Think responsibly

Balzac wrote: “Behind every great fortune lies a forgotten crime.” Combine that thought with Buffet’s" only when the tide goes out do you discover who’s been swimming naked” and you a great take of the current financial landscape.

And while not quite completely systemic (thanks Mr. Buffet!) corruption and bad practice are, of course, rife. The headlines have never before been filled with such a torrent of tales of Ponzi schemes, corruption, bribery, self delusion, and disingenuity. Well maybe not never. Paul Krugman and others have compared this state of affairs with the collapse of the gilded age.

The financial arrangements at the bottom of the housing bubble, while maybe not criminal, were disastrously hair brained. Daughter traveled for a bit with several bankers from the UK who joked about financing their multi-continent peregrinations by means of liberal applications of their index fingers on the mortgage approval yes button. Nothing easier to spend or risk than someone else’s money.

Yet another case of “The Best and The Brightest” syndrome. Just like intellectual war planning and the development of weapons of mass destruction undertaken by highly educated elites to which I’ve referred several times. Another permutation of the Enlightenment conundrum.

**SUPPLIED DATA:**

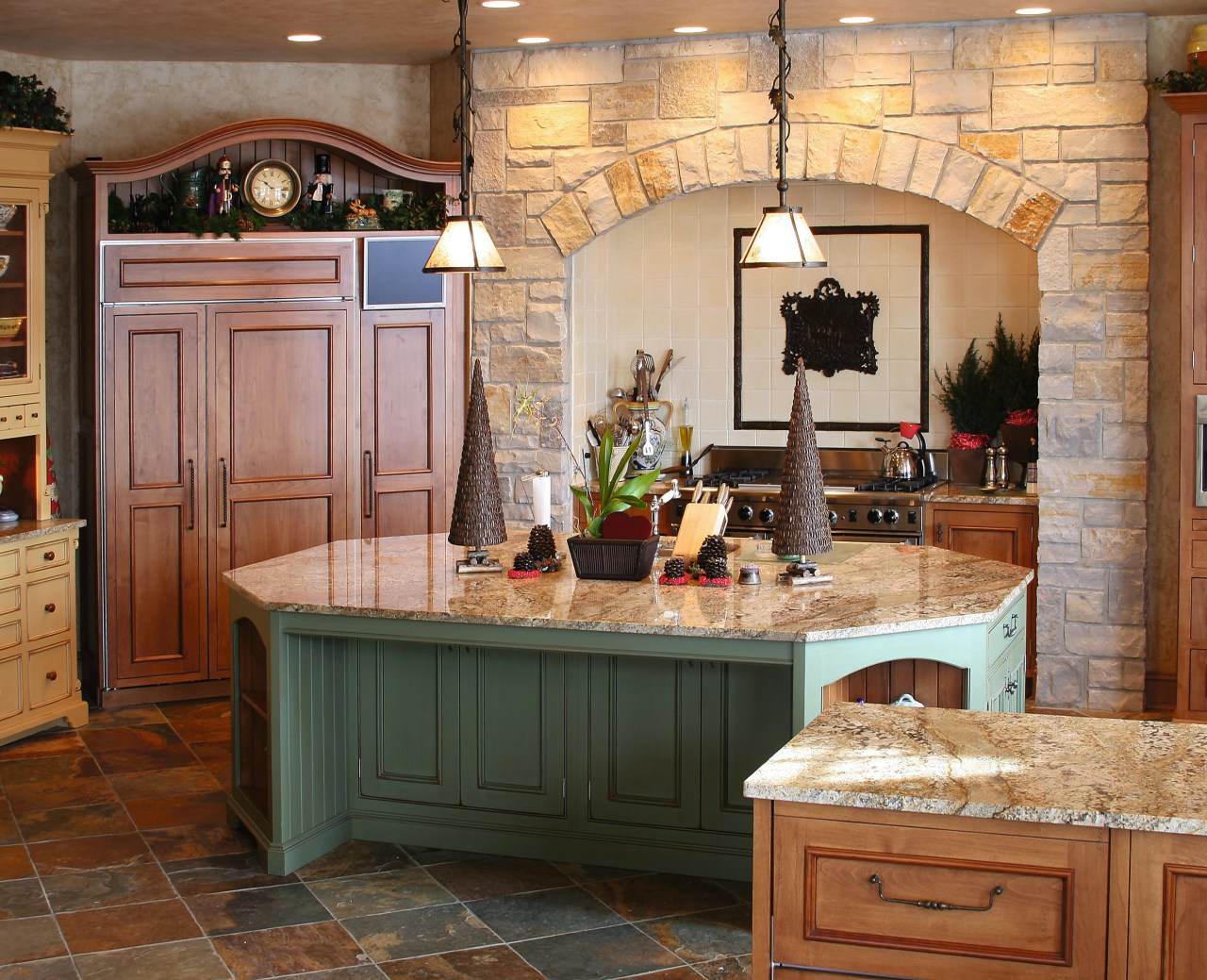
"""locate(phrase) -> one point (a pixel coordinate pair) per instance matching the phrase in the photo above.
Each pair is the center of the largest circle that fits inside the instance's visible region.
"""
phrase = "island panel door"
(645, 741)
(279, 449)
(747, 718)
(408, 708)
(513, 730)
(155, 559)
(404, 424)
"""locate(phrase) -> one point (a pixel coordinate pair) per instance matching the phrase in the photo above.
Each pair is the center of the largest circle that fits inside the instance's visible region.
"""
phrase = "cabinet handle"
(192, 495)
(934, 906)
(223, 463)
(369, 484)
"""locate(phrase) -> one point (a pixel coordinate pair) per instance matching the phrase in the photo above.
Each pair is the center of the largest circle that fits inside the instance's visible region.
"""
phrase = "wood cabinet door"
(405, 467)
(513, 730)
(156, 496)
(997, 531)
(645, 741)
(1167, 922)
(408, 729)
(747, 718)
(279, 449)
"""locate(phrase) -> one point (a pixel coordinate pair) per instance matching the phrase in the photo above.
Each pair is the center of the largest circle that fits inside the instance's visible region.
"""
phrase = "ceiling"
(421, 31)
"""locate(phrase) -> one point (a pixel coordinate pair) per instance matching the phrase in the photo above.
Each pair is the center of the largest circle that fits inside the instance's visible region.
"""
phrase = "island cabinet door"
(1167, 920)
(513, 730)
(409, 737)
(746, 717)
(645, 741)
(932, 905)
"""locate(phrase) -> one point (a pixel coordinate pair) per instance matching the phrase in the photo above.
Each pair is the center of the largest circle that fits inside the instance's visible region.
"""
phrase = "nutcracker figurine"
(320, 190)
(224, 192)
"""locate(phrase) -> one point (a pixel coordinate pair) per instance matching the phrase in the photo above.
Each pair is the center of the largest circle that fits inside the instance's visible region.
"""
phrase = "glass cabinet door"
(17, 229)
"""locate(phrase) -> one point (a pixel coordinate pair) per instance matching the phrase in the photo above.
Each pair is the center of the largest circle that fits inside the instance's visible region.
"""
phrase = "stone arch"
(968, 182)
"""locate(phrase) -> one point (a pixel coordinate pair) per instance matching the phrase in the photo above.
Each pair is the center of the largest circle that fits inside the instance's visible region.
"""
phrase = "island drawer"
(1008, 625)
(908, 901)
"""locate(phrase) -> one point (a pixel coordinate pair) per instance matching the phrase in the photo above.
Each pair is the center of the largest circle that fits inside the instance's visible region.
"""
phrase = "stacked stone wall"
(1035, 128)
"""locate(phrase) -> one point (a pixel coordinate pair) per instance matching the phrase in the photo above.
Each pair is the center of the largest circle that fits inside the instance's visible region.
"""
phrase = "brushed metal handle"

**WORK REQUIRED:** List every kind of tale that the post on the financial landscape says now fills the headlines. The lines above play no part in this.

**SOLUTION FOR THIS EXERCISE:** Ponzi schemes, corruption, bribery, self delusion, disingenuity